• [TASK TO CARRY OUT]
For this exercise, reproduce the entries below exactly, but only from the line containing "each like [357,24]." through the line containing "each like [810,8].", both included.

··· SUPPLIED MATERIAL ···

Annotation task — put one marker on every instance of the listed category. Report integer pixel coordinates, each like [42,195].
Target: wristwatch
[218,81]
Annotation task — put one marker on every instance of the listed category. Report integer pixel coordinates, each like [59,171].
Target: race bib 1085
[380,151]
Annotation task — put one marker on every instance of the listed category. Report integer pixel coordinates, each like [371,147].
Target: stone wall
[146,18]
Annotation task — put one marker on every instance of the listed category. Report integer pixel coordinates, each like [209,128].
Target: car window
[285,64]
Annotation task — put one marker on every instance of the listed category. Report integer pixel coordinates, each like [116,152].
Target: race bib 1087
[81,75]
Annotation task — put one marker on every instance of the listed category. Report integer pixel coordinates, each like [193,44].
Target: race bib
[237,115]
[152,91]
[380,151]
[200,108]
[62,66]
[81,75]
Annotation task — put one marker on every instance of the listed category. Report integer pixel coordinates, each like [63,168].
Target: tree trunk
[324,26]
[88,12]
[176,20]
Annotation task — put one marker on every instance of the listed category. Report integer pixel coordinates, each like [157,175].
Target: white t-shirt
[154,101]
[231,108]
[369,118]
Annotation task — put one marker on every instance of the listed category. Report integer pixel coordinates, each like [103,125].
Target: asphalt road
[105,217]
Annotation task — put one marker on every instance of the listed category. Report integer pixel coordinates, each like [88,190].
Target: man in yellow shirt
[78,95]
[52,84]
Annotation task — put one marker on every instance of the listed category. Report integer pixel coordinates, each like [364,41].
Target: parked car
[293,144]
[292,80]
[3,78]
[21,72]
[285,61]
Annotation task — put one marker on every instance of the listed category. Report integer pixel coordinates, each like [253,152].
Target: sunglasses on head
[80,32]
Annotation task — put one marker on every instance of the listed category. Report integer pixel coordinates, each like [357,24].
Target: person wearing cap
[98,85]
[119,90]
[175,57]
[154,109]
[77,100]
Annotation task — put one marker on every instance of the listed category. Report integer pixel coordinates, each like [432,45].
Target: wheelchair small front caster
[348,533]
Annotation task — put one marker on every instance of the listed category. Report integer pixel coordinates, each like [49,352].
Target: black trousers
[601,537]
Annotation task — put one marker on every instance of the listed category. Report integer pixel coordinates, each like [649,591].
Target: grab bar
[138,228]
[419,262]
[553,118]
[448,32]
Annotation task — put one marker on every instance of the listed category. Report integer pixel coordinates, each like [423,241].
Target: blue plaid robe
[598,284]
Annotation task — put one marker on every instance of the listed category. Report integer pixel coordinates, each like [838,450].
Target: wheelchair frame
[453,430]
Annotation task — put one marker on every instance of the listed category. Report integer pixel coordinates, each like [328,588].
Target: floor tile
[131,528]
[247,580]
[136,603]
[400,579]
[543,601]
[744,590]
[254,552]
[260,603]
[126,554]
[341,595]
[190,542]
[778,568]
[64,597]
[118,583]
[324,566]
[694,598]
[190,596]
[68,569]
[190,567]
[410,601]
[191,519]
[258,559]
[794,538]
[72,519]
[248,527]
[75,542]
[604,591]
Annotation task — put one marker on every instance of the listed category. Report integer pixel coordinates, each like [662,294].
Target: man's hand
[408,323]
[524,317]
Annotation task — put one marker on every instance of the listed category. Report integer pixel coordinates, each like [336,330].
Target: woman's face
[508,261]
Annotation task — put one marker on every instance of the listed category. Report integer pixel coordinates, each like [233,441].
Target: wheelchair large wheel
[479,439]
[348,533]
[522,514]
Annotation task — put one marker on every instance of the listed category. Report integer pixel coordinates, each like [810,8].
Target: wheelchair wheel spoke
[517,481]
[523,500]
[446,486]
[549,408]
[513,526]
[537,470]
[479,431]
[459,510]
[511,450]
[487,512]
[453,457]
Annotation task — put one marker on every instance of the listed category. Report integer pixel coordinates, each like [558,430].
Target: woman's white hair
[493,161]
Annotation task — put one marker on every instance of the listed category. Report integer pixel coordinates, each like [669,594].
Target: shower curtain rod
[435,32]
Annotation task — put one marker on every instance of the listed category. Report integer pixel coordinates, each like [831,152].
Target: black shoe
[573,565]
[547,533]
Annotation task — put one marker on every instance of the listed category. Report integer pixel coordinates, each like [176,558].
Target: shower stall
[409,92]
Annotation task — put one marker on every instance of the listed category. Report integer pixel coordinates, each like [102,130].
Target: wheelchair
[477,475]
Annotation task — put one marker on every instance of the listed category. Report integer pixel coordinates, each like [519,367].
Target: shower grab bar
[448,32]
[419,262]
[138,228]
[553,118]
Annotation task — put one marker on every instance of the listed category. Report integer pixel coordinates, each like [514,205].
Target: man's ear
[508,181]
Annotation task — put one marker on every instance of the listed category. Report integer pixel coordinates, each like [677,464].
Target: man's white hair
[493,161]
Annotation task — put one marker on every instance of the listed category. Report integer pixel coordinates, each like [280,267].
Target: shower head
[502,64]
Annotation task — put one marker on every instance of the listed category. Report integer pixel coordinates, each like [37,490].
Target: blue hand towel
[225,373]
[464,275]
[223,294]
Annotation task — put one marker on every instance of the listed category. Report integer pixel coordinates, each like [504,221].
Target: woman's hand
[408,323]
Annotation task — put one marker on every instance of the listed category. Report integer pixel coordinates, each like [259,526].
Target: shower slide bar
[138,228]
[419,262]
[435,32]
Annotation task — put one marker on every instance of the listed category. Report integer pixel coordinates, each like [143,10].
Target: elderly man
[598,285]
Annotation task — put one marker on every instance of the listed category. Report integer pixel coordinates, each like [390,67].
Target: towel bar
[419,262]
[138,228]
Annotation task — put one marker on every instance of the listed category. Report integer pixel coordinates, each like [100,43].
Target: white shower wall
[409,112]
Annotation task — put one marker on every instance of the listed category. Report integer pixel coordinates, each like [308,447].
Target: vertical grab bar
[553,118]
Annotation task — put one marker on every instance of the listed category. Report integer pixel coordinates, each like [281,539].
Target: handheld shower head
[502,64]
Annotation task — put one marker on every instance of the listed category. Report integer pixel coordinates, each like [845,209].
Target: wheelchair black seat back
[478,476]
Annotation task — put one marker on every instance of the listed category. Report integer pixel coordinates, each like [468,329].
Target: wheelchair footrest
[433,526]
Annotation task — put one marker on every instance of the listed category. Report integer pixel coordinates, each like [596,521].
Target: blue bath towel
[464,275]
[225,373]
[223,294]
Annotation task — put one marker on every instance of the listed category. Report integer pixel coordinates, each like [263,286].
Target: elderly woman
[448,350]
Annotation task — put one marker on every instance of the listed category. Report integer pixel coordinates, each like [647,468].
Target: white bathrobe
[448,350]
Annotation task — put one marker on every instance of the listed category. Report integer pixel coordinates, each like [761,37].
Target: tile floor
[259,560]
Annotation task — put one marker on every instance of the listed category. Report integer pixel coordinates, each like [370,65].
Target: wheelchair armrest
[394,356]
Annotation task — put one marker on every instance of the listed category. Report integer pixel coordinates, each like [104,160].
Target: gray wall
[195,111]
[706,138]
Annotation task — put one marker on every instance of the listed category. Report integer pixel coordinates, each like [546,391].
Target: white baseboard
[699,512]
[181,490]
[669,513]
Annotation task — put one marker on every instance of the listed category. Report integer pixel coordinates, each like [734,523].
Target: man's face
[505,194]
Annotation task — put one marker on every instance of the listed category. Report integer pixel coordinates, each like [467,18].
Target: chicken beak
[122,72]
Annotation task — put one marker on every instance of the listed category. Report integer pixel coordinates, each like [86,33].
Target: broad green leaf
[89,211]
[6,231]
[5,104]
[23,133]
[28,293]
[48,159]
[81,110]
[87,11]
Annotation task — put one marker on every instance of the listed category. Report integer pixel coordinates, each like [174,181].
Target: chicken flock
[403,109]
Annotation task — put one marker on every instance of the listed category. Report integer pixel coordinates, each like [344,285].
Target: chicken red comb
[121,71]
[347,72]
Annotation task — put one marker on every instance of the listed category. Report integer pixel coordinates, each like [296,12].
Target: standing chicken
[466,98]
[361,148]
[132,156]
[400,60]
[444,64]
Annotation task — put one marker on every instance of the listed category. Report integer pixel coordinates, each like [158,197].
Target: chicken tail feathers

···

• [SOLUTION TO THE EXERCISE]
Annotation task — put one marker on every instance of the listed category. Report integer pixel coordinates, each like [357,24].
Target: person wearing cap
[98,85]
[119,90]
[175,57]
[154,109]
[77,100]
Annotation task — put one marker on every instance of the listed category. Report integer pixel coordinates, each like [432,45].
Target: wheelchair small front caster
[348,533]
Annotation task — put one marker on every instance of the listed category. Report integer pixel coordinates, each like [49,352].
Target: black trousers
[601,537]
Annotation task — put one marker on every instance of the listed category. Report integer pixel coordinates, each like [649,591].
Target: grab bar
[138,228]
[419,262]
[553,118]
[448,32]
Annotation task — put one marker on every instance of the listed category. Report integer pixel coordinates, each like [423,241].
Target: blue plaid robe
[598,284]
Annotation task — put one marker on every instance of the listed category. Report integer pixel coordinates, each like [838,450].
Target: wheelchair frame
[453,430]
Annotation task — put one marker on every instance of the listed category. Report integer pixel coordinates, each like [328,588].
Target: floor tile
[131,528]
[247,580]
[136,603]
[400,579]
[543,601]
[744,590]
[254,552]
[260,603]
[126,554]
[341,595]
[190,542]
[778,568]
[64,597]
[118,583]
[324,566]
[694,598]
[190,596]
[68,569]
[190,567]
[410,601]
[191,519]
[258,559]
[794,538]
[72,519]
[248,527]
[75,542]
[604,591]
Annotation task — put one marker on every instance of the listed category. Report integer pixel coordinates, each like [662,294].
Target: man's hand
[408,323]
[524,317]
Annotation task — put one marker on every instance of the listed category. Report integer pixel coordinates, each like [336,330].
Target: woman's face
[508,261]
Annotation task — put one marker on every instance of the listed category. Report integer pixel coordinates, each like [233,441].
Target: wheelchair large wheel
[479,439]
[348,533]
[522,514]
Annotation task — put one marker on every instance of the listed category. Report integer pixel coordinates, each like [810,8].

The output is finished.